>> Begin Supplied text
LightningIRTrainer
- class lightning_ir.main.LightningIRTrainer(*, accelerator: str | Accelerator = 'auto', strategy: str | Strategy = 'auto', devices: list[int] | str | int = 'auto', num_nodes: int = 1, precision: 64 | 32 | 16 | 'transformer-engine' | 'transformer-engine-float16' | '16-true' | '16-mixed' | 'bf16-true' | 'bf16-mixed' | '32-true' | '64-true' | '64' | '32' | '16' | 'bf16' | None = None, logger: Logger | Iterable[Logger] | bool | None = None, callbacks: list[Callback] | Callback | None = None, fast_dev_run: int | bool = False, max_epochs: int | None = None, min_epochs: int | None = None, max_steps: int = -1, min_steps: int | None = None, max_time: str | timedelta | dict[str, int] | None = None, limit_train_batches: int | float | None = None, limit_val_batches: int | float | None = None, limit_test_batches: int | float | None = None, limit_predict_batches: int | float | None = None, overfit_batches: int | float = 0.0, val_check_interval: int | float | None = None, check_val_every_n_epoch: int | None = 1, num_sanity_val_steps: int | None = None, log_every_n_steps: int | None = None, enable_checkpointing: bool | None = None, enable_progress_bar: bool | None = None, enable_model_summary: bool | None = None, accumulate_grad_batches: int = 1, gradient_clip_val: int | float | None = None, gradient_clip_algorithm: str | None = None, deterministic: bool | 'warn' | None = None, benchmark: bool | None = None, inference_mode: bool = True, use_distributed_sampler: bool = True, profiler: Profiler | str | None = None, detect_anomaly: bool = False, barebones: bool = False, plugins: Precision | ClusterEnvironment | CheckpointIO | LayerSync | list[Precision | ClusterEnvironment | CheckpointIO | LayerSync] | None = None, sync_batchnorm: bool = False, reload_dataloaders_every_n_epochs: int = 0, default_root_dir: str | Path | None = None, model_registry: str | None = None)[source]
Bases:
TrainerLightning IR Trainer that extends PyTorch Lightning Trainer with information retrieval specific methods.
This trainer inherits all functionality from the PyTorch Lightning Trainer_ and adds specialized methods for information retrieval tasks including document indexing, searching, and re-ranking. It provides a unified interface for both training neural ranking models and performing inference across different IR stages.
The trainer seamlessly integrates with Lightning IR callbacks and supports all standard Lightning features including distributed training, mixed precision, gradient accumulation, and checkpointing.
Examples
Basic usage for fine-tuning and inference:
from lightning_ir import LightningIRTrainer, BiEncoderModule, LightningIRDataModule # Initialize trainer with Lightning configuration trainer = LightningIRTrainer( max_steps=100_000, precision="16-mixed", devices=2, accelerator="gpu" ) # Fine-tune a model module = BiEncoderModule(model_name_or_path="bert-base-uncased") datamodule = LightningIRDataModule(...) trainer.fit(module, datamodule) # Index documents trainer.index(module, datamodule) # Search for relevant documents trainer.search(module, datamodule) # Re-rank retrieved documents trainer.re_rank(module, datamodule)Note
The trainer requires appropriate callbacks to be configured for each IR task: - IndexCallback for indexing operations - SearchCallback for search operations - ReRankCallback for re-ranking operations
Methods
index([model, dataloaders, ckpt_path, ...])Index a collection of documents using a fine-tuned bi-encoder model.
>> End Supplied text
* _Short exercise 1_: Which callback does the LightningIRTrainer documentation say must be configured for re-ranking operations?
* _Short exercise 2_: Write out the stretch of the LightningIRTrainer documentation from "This trainer inherits" through "different IR stages.".
>> Begin Data records
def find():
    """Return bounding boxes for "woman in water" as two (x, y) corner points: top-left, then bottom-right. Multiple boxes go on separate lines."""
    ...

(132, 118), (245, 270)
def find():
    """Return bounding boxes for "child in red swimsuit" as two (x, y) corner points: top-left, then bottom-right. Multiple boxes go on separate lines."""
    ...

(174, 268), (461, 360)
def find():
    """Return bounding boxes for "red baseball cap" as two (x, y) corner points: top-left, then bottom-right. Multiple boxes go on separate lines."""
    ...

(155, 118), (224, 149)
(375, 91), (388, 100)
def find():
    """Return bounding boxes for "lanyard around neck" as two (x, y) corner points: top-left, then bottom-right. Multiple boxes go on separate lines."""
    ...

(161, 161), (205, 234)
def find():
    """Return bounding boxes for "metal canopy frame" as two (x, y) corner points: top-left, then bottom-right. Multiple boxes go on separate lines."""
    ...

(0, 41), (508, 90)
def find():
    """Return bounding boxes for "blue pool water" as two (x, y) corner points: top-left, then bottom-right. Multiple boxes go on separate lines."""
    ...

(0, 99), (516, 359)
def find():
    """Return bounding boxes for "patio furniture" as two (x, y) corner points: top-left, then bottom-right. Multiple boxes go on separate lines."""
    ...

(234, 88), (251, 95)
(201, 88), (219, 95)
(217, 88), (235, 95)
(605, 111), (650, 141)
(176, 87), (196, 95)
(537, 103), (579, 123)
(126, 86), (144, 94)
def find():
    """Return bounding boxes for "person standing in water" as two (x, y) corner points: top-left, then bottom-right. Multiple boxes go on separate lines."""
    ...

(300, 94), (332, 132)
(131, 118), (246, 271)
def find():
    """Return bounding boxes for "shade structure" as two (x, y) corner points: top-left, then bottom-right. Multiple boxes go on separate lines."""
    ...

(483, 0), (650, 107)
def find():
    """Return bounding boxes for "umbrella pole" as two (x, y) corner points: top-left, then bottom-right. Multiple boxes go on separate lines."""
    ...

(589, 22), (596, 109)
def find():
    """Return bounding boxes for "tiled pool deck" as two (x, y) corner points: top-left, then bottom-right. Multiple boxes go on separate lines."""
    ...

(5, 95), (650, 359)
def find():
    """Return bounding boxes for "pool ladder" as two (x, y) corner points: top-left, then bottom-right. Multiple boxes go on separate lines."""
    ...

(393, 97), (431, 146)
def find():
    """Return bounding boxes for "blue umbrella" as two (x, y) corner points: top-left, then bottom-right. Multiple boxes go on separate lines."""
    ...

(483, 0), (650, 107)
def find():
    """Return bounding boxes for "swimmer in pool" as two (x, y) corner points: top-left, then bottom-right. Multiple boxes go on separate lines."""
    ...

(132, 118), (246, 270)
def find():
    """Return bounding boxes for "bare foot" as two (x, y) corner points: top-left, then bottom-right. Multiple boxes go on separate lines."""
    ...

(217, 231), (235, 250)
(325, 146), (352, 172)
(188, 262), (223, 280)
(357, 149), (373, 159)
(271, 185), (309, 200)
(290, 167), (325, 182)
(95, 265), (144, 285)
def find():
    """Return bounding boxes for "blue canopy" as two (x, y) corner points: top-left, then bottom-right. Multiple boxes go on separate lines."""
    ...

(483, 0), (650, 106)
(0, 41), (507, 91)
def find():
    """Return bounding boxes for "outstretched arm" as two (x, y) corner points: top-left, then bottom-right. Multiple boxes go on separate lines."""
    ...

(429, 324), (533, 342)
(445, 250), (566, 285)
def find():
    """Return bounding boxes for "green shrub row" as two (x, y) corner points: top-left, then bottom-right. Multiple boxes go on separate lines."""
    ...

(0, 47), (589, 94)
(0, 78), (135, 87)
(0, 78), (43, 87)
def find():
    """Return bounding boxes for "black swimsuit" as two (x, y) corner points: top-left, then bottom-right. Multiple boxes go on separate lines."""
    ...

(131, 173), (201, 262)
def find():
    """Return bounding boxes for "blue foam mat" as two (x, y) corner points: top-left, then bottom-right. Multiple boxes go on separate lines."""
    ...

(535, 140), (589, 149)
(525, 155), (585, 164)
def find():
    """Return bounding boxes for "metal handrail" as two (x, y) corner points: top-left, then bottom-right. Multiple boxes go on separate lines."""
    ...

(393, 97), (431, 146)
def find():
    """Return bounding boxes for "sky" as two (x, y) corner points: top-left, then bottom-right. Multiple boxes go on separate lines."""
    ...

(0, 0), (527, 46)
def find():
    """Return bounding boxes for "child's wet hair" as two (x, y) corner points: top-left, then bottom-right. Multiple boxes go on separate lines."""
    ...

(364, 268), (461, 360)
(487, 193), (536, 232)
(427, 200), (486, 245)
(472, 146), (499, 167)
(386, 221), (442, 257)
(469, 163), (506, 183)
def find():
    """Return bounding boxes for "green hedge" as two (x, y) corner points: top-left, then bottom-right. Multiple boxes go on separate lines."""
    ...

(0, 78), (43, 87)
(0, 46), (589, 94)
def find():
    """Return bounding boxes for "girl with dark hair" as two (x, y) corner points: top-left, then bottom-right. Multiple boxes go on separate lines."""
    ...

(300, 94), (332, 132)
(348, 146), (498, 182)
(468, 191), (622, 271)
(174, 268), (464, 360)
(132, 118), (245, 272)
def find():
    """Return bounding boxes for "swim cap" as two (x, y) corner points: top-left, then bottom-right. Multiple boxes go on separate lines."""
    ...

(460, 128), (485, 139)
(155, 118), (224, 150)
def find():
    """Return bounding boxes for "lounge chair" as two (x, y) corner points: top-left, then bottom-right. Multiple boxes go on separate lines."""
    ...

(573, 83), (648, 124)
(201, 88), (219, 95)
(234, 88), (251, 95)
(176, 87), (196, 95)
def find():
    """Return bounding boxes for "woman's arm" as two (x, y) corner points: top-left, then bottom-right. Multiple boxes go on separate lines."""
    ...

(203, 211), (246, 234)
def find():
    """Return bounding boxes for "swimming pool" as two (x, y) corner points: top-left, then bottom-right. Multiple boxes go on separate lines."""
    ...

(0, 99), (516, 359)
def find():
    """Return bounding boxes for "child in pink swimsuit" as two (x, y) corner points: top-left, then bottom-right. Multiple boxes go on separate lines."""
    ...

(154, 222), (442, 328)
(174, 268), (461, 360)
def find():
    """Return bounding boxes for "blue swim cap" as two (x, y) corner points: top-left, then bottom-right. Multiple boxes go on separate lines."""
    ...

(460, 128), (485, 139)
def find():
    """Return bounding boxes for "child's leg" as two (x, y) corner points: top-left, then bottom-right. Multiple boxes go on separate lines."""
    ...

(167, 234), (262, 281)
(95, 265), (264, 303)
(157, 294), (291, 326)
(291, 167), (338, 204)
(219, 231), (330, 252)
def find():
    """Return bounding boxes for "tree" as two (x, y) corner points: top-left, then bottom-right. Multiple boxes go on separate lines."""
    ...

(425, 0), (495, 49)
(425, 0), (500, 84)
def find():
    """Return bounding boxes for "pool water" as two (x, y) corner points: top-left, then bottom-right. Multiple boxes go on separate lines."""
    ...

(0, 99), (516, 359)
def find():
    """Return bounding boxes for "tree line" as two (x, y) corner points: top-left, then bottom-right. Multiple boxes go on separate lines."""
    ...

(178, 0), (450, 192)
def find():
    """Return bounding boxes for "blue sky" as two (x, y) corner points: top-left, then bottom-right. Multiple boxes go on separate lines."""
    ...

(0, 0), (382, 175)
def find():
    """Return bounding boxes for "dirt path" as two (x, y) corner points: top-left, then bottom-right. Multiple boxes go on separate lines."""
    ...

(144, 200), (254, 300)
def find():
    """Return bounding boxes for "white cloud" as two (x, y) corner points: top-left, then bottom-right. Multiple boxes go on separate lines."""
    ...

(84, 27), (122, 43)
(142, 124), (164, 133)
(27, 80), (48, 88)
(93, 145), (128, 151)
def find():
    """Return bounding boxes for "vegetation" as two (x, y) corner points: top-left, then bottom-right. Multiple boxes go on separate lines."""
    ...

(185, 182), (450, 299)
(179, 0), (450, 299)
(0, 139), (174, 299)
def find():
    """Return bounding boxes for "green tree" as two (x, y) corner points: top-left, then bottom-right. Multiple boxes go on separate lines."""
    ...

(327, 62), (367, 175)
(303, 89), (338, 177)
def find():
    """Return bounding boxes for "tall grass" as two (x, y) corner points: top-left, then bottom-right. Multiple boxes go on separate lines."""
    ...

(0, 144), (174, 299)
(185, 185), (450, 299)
>> End Data records
* _Result 1_: ReRankCallback

* _Result 2_:
This trainer inherits all functionality from the PyTorch Lightning Trainer_ and adds specialized methods for information retrieval tasks including document indexing, searching, and re-ranking. It provides a unified interface for both training neural ranking models and performing inference across different IR stages.